— Begin DATA ROWS —
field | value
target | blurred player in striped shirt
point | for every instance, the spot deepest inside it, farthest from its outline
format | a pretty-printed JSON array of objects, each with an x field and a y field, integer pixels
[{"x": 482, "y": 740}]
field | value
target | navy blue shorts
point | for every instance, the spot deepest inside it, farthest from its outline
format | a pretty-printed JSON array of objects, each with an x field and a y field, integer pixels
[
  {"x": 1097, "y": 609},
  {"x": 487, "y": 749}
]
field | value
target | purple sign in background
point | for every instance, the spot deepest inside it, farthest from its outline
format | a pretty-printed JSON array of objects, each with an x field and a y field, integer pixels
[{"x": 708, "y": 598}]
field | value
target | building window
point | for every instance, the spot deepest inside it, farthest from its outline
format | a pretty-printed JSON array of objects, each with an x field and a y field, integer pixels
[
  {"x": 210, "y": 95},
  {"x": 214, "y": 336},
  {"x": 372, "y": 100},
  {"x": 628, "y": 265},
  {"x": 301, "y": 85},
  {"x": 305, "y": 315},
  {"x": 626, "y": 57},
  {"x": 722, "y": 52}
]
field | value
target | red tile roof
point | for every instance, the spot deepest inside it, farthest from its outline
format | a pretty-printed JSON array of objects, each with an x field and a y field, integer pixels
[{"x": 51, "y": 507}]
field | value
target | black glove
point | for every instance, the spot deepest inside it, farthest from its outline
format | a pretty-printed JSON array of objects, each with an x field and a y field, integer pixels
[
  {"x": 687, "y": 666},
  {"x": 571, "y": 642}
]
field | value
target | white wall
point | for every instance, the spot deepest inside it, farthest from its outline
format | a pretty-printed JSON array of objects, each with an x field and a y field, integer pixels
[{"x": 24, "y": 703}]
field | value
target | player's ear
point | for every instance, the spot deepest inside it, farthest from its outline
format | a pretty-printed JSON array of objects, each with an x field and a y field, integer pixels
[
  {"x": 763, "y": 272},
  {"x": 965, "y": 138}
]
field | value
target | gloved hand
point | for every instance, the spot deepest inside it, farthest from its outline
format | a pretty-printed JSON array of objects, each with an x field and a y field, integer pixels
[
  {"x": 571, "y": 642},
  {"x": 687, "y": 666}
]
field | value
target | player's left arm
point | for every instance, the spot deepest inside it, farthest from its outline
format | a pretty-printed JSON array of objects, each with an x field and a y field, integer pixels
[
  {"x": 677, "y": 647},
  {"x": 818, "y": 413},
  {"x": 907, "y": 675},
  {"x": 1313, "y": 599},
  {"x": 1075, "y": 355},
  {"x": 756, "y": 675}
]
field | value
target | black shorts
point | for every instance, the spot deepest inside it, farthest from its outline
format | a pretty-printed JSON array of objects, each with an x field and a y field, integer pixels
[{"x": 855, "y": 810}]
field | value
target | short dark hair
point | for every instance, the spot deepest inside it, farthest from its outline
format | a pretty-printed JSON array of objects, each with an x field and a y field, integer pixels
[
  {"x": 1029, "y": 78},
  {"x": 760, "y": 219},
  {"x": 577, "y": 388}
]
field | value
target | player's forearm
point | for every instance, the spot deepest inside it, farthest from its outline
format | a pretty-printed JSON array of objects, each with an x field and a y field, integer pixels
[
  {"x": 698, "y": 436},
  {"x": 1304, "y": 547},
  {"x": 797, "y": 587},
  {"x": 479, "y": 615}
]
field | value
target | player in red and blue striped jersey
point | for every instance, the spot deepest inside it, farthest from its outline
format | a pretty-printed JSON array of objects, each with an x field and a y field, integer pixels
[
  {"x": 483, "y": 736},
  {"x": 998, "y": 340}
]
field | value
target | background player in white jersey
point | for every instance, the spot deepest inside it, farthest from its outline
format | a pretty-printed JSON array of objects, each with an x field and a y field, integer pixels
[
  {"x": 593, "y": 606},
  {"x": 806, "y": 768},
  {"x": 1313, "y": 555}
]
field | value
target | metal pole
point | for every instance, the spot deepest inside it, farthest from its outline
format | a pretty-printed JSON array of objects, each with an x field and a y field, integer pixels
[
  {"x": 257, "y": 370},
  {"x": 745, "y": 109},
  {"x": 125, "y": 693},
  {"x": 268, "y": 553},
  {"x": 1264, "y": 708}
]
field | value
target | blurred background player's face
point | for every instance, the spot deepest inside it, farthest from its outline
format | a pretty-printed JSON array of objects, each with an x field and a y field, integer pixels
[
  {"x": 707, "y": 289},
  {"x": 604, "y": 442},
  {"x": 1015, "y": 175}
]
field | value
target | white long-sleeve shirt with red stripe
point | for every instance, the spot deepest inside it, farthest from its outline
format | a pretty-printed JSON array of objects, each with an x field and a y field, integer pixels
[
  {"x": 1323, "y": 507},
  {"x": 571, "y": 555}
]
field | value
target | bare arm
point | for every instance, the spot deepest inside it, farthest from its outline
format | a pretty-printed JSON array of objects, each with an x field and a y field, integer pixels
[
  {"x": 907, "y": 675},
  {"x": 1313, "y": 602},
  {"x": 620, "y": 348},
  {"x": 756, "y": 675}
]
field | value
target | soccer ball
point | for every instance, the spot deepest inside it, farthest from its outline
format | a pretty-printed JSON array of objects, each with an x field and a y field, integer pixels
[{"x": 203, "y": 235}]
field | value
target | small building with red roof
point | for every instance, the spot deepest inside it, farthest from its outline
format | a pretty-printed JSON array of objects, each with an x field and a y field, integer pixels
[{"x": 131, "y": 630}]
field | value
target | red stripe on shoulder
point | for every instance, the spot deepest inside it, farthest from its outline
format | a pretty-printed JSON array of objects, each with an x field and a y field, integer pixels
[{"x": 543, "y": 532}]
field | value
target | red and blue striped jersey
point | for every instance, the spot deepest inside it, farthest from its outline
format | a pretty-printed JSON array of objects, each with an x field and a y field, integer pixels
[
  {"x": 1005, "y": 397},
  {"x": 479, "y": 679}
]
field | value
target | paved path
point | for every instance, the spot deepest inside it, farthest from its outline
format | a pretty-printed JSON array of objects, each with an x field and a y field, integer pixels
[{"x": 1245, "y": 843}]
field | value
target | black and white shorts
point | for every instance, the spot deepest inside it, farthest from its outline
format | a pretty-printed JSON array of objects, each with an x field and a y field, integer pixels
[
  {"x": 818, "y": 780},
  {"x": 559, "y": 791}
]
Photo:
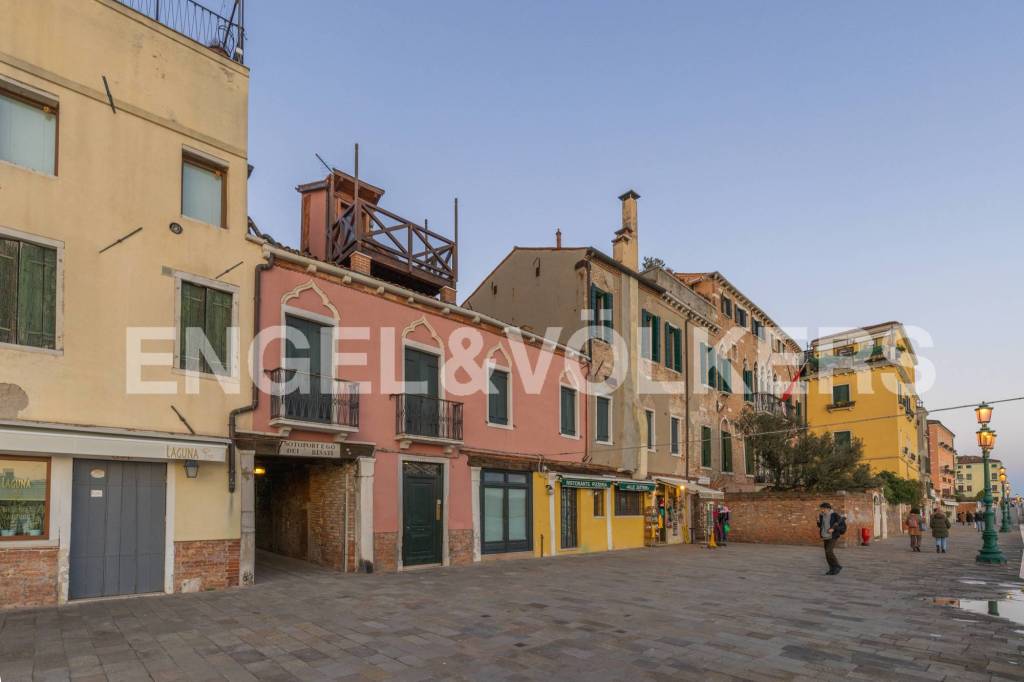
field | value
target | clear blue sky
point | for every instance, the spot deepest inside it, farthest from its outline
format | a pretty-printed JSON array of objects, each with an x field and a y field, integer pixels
— End DATA ROWS —
- EXERCISE DETAILS -
From the material above, reproduce everything verbatim except the pictures.

- COMPLETED TASK -
field | value
target | blurred player in striped shirt
point | for every instance, the spot deepest inside it, farthest from its outline
format | a pretty-printed JSON array of objects, each with an x field and a y field, integer pixels
[{"x": 482, "y": 740}]
field | value
target | navy blue shorts
point | for every instance, the spot deepest inside it, farthest from its outline
format | a pretty-printed JSON array of objects, each with an x field and a y field, integer pixels
[
  {"x": 1097, "y": 609},
  {"x": 487, "y": 749}
]
field | value
target | purple sign in background
point | for every instance, the spot deepest inside it, farthest from its outline
format | a pretty-printed JSON array of objects, each with an x field and a y field, integer pixels
[{"x": 708, "y": 598}]
field | value
target | building window
point | for every instance, the spot deepest inside it, farthest from its outline
format | a pretty-printed JSON array of objects, each with an x field and a y field, integer pixels
[
  {"x": 210, "y": 95},
  {"x": 214, "y": 336},
  {"x": 372, "y": 100},
  {"x": 628, "y": 265},
  {"x": 301, "y": 85},
  {"x": 305, "y": 315},
  {"x": 626, "y": 57},
  {"x": 722, "y": 52}
]
field | value
target | red tile roof
point | for every instance, the spot deepest inside it, farthest from its outline
format | a pretty-printed JSON array of objects, each with an x field and a y field, integer pixels
[{"x": 51, "y": 507}]
field | value
target | black glove
point | for every instance, the spot deepest inside it, farthest from its outline
format | a pretty-printed JSON array of objects, each with an x field and a y field, integer pixels
[
  {"x": 687, "y": 666},
  {"x": 571, "y": 642}
]
field | value
target | white wall
point | for every instance, the spot deepest inside it, farthest from its outline
format | a pretty-printed JSON array of objects, each with an x field and a y field, integer pixels
[{"x": 24, "y": 703}]
field | value
target | player's ear
point | for every instance, the spot deepest inside it, farthest from its outline
format | a pretty-printed JSON array of objects, each with an x field and a y field, integer pixels
[
  {"x": 763, "y": 272},
  {"x": 965, "y": 138}
]
field | value
target | gloved hand
point | for every instance, the spot deepest inside it, farthest from its outline
format | a pretty-printed JSON array of objects, each with an x field and a y field, integer pixels
[
  {"x": 571, "y": 642},
  {"x": 687, "y": 666}
]
field | value
target | player's left arm
point | for every instance, the spot deepest inside it, farthest from its outline
format | a pretty-printed JSON array of objects, each with an x field and a y field, integer pixels
[
  {"x": 677, "y": 647},
  {"x": 818, "y": 413},
  {"x": 907, "y": 675},
  {"x": 1313, "y": 599},
  {"x": 1075, "y": 355},
  {"x": 756, "y": 675}
]
field | value
target | black shorts
point | for every instance, the spot deepest inside it, farthest from its outline
format | a pretty-printed JSON array of objects, each with an x field and a y field, integer pixels
[{"x": 855, "y": 810}]
field | value
target | short dark hair
point | for every instance, the spot deepest inside it, farthest from its outline
format | a pretty-printed JSON array of objects, each with an x field and a y field, integer pixels
[
  {"x": 1029, "y": 78},
  {"x": 760, "y": 219},
  {"x": 577, "y": 388}
]
field | value
target | player's forearm
point | for every instance, the spot deepest inside it, farthest from its outline
format | a pretty-printed JSON array of objects, each with an x field and a y field, integer pixels
[
  {"x": 698, "y": 436},
  {"x": 1304, "y": 547},
  {"x": 797, "y": 587},
  {"x": 479, "y": 615}
]
field | value
target | player in red and blue striped jersey
point | for every instance, the spot deepest inside it, farthest from its outline
format | a pretty-printed JSON array of objects, each with an x field and a y field, integer pixels
[
  {"x": 483, "y": 736},
  {"x": 998, "y": 340}
]
field | value
target | background player in white jersey
point | for every instance, the spot deepest inside it, farthest from its outline
format | a pretty-printed JSON array of objects, each with an x field and a y field, integer pixels
[
  {"x": 593, "y": 606},
  {"x": 806, "y": 768},
  {"x": 1313, "y": 555}
]
field | value
target | metal pole
point | for every instance, the spot deepest inside it, farthest from its outline
format | a pretty-printed JSON array of objects, each with an x field and a y field, integer pixels
[
  {"x": 257, "y": 370},
  {"x": 745, "y": 109},
  {"x": 125, "y": 693},
  {"x": 268, "y": 553},
  {"x": 1264, "y": 708}
]
field | value
target | blurred background player's face
point | for every instance, the spot deepest inside it, farthest from its outline
format | a pretty-printed JSON array of objects, each with an x field and a y field, integer pixels
[
  {"x": 707, "y": 289},
  {"x": 604, "y": 442},
  {"x": 1015, "y": 175}
]
field | value
target | white long-sleeve shirt with red stripe
point | for every instance, the spot deepest inside it, farthest from its outline
format | a pretty-printed JSON array of objects, each with an x field and a y field, integer pixels
[
  {"x": 1323, "y": 507},
  {"x": 571, "y": 555}
]
field | value
target | bare arm
point | for every instance, the spot deepest inside it, farthest from its outline
format | a pretty-printed JSON array of objects, each with an x field and a y field, integer pixels
[
  {"x": 907, "y": 675},
  {"x": 1313, "y": 602},
  {"x": 620, "y": 348},
  {"x": 756, "y": 675}
]
field | value
target | soccer ball
point | for every instance, the spot deepest inside it, farthest from its outline
format | a pretty-printed JSON array of objects, each with an x field and a y field, integer pixels
[{"x": 203, "y": 235}]
field | value
target | small building with red roof
point | for every instance, the spot deepest inside it, farthest from its outline
format | a pretty-printed JSON array of objects, each with an x field and a y field, integer pixels
[{"x": 131, "y": 630}]
field | value
target | red stripe on shoulder
point | for every instance, the spot deepest inside it, farthest from its outline
format | a pretty-printed JSON array of objects, each with an x field and a y field, integer pixels
[{"x": 543, "y": 532}]
field | value
target | red and blue striped jersey
point | for every instance, the spot deepest inside it, farthest from its outline
format | a pretty-printed JSON array of objects, each with an x field and a y field, integer pixels
[
  {"x": 1005, "y": 397},
  {"x": 479, "y": 679}
]
field | value
target | paved path
point | for every instance, the spot deepest inside it, farthest from its outline
format | a pretty-printed JSON array of objects, each with an x field and a y field, integer pixels
[{"x": 1245, "y": 843}]
field | value
target | black and white shorts
point | for every instance, the spot deepest inside it, farthest from its outline
format | a pretty-printed JSON array of objects, each with an x field and a y field, integer pixels
[
  {"x": 818, "y": 780},
  {"x": 559, "y": 791}
]
Photo:
field | value
target | clear blue sky
point | for every instance, the spot deepest inside it, farthest from its outline
format | a pretty-printed JSON array of objects, each with an x field and a y field, integer pixels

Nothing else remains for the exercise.